<<<<
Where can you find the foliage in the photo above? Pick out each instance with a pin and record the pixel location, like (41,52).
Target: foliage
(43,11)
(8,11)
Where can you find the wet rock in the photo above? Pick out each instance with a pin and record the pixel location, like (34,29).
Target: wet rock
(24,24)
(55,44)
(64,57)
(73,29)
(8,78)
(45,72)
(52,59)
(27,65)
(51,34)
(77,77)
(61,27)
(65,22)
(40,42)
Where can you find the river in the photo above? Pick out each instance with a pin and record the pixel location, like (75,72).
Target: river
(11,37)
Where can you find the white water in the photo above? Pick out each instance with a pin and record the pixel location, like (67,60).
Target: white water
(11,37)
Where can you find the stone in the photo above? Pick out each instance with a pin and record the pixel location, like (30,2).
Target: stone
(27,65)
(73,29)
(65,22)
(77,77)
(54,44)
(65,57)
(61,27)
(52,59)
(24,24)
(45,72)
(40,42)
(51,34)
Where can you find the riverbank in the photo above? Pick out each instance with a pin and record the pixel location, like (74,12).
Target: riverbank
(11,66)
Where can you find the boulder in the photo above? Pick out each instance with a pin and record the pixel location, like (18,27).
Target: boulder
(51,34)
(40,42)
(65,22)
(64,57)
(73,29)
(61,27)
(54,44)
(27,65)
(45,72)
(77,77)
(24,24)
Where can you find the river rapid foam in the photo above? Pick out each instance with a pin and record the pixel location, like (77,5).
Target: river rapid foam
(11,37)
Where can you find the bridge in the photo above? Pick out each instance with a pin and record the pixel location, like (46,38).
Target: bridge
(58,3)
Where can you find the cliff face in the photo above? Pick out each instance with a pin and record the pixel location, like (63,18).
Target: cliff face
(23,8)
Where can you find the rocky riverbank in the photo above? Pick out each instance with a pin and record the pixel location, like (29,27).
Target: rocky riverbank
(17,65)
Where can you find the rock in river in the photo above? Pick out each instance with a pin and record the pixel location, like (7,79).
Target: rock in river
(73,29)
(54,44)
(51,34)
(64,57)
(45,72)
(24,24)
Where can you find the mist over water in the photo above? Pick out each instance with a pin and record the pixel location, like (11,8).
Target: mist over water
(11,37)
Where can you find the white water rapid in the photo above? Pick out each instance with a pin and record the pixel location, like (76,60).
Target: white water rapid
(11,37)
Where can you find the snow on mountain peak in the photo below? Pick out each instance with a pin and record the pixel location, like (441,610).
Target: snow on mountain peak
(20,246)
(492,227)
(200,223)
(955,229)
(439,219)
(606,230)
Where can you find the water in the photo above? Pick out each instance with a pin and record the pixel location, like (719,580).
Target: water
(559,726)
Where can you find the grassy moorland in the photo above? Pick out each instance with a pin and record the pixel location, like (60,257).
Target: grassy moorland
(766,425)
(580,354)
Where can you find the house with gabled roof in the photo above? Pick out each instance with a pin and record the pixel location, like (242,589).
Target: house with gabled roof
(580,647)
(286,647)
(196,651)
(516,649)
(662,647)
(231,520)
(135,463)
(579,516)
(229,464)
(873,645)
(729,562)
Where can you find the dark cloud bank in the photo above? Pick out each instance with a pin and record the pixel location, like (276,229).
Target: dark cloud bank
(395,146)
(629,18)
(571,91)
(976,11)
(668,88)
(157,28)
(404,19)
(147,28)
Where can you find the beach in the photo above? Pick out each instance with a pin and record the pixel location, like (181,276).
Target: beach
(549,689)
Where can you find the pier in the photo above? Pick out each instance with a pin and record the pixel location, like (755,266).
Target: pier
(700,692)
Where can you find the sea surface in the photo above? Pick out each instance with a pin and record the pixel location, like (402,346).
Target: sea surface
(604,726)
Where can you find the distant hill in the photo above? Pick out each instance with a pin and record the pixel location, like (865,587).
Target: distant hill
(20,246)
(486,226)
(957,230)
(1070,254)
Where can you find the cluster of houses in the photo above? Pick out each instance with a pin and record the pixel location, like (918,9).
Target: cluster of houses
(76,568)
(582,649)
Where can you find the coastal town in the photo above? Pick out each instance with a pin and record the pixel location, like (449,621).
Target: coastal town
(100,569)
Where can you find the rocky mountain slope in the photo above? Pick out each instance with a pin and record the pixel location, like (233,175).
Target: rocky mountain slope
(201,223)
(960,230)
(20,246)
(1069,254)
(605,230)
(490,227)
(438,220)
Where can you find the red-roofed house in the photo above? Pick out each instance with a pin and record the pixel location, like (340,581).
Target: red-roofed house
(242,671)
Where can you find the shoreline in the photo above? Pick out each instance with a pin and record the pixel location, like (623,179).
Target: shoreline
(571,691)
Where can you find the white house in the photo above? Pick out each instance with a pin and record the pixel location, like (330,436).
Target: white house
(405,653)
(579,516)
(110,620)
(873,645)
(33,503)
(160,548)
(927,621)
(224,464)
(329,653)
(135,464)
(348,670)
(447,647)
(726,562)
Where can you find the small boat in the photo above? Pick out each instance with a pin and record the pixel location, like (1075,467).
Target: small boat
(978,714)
>>>>
Instructions to follow —
Retype all of the material, keeping each line exact.

Right answer —
Where can you find the foliage in the photo above? Pick out each instance with a pin and record the pixel location, like (41,52).
Target: foliage
(43,11)
(8,11)
Where can you find the wet rock in the photo above? Pick out each instance with a pin and record the pixel location, like (34,29).
Target: wet rock
(24,24)
(55,44)
(64,57)
(73,29)
(8,78)
(45,72)
(52,59)
(27,65)
(51,34)
(77,77)
(61,27)
(65,22)
(40,42)
Where can you find the river in the photo above? Pick out each instance with a pin and record the pixel location, like (75,72).
Target: river
(11,37)
Where can you find the white water in the photo above? Pick out each instance with a pin and record the pixel location, like (67,60).
Target: white water
(11,37)
Where can you find the stone in the photo above? Pick out each instance with a pin and record the pixel location, like (30,2).
Target: stone
(27,65)
(73,29)
(65,22)
(77,77)
(54,44)
(65,57)
(61,27)
(52,59)
(24,24)
(45,72)
(40,42)
(51,34)
Where can you find the riverbank in the photo above? Pick out each instance with a pin and record the pixel location, like (74,12).
Target: riverbank
(11,66)
Where can you find the boulder in the photo above? Pick out each instance with a pin and record the pixel location, like (18,27).
Target: boulder
(51,34)
(40,42)
(65,22)
(64,57)
(73,29)
(61,27)
(54,44)
(27,65)
(45,72)
(77,77)
(24,24)
Where can you find the river rapid foam in the photo above? Pick out each instance with a pin and record the pixel location, like (77,5).
Target: river rapid foam
(11,37)
Where can you find the bridge in the photo above? Pick out each instance with a pin and record the pixel location, like (46,38).
Target: bridge
(58,3)
Where can you find the cliff face in the photo above? Pick out each instance with a pin and record the pixel location, like (63,18).
Target: cliff face
(23,8)
Where can you find the rocky riverbank in the photo above? Pick out each instance with a pin and record the pixel location, like (29,27).
Target: rocky riverbank
(17,65)
Where can you find the rock in river in the photo above? Pick out each instance with a pin and record the pixel location, like (7,79).
Target: rock in river
(73,29)
(54,44)
(51,34)
(64,57)
(45,72)
(24,24)
Where can you find the mist over water in the photo above? Pick out each instance with a pin and record the pixel location, like (11,8).
Target: mist over water
(11,37)
Where can you find the white water rapid in the photo above? Pick out each instance with a pin and record the pixel location, like (76,60).
Target: white water rapid
(11,37)
Where can you find the snow on mountain peak in the photo below? Pick out each instance with a pin and record the pixel location, like (441,610).
Target: snow on mountain peak
(20,246)
(492,227)
(200,223)
(955,229)
(439,219)
(606,230)
Where can you find the water in the photo above? Pick out each instance with a pin and record the pixel location, like (719,580).
Target: water
(559,726)
Where can you find the grassy moorland in the photo above? Pick out each instance with a pin and record the pixel location, like (60,257).
Target: grassy moorland
(766,425)
(580,354)
Where can you find the house with gabled roof in the photo above? Pick out each instance with a pin and record the pixel location, like (242,589).
Target: house with gabled roof
(580,647)
(286,647)
(196,651)
(516,649)
(662,647)
(231,520)
(135,463)
(579,516)
(229,464)
(873,645)
(729,562)
Where can you find the dark cloud bank in the photo above? Pick out each instance with a pin and record the pixel location, like (276,229).
Target: dark cloud bank
(395,146)
(629,18)
(571,91)
(976,11)
(668,88)
(157,28)
(404,19)
(147,28)
Where can you find the beach in the photo above? Pick out each instance with a pin and record the pixel location, like (181,276).
Target: beach
(549,689)
Where can you find the pier in the photo above? Pick out each instance with a pin and record the pixel location, like (755,266).
Target: pier
(700,692)
Where can you find the sea surface in the photo above? Pick out each instance with a pin and record the pixel location, like (402,346).
Target: sea surface
(604,726)
Where can you find the distant hill in the photo above? Pick out each instance with a pin and record the pixel location, like (865,587).
Target: distant hill
(20,246)
(486,226)
(957,230)
(1070,254)
Where can you find the cluster of houses in the photo above? Pick out each instance with a pin and record the pixel location, like (918,9).
Target: cluster of houses
(76,568)
(582,649)
Where can you find the coastal town in the photo above? Pick out each instance with a pin and record the pixel location, like (449,621).
Target: coastal town
(100,569)
Where can you find the rocky mountain slope in the photo above? Pick out each instance with a pin and record the pixel location, like (233,175).
Target: rocky mountain slope
(201,223)
(960,230)
(20,246)
(1069,254)
(605,230)
(490,227)
(438,220)
Where can you find the red-roofed house in the photo above? Pick out each instance with a pin and record the pixel location, like (340,581).
Target: red-roofed house
(242,671)
Where can you find the shoreline in the photo above? Pick out each instance with a pin and record the pixel location, like (623,179).
Target: shoreline
(571,691)
Where can you find the white house in the photo above? Pick out each instance with a pin and record the pixel location, like (330,436).
Target: white house
(405,653)
(579,516)
(110,620)
(873,645)
(33,503)
(160,548)
(927,621)
(224,464)
(329,653)
(135,464)
(348,670)
(447,647)
(726,562)
Where can you find the small boat in the photo above? Pick out each instance with a pin and record the pixel location, like (1075,467).
Target: small boat
(978,714)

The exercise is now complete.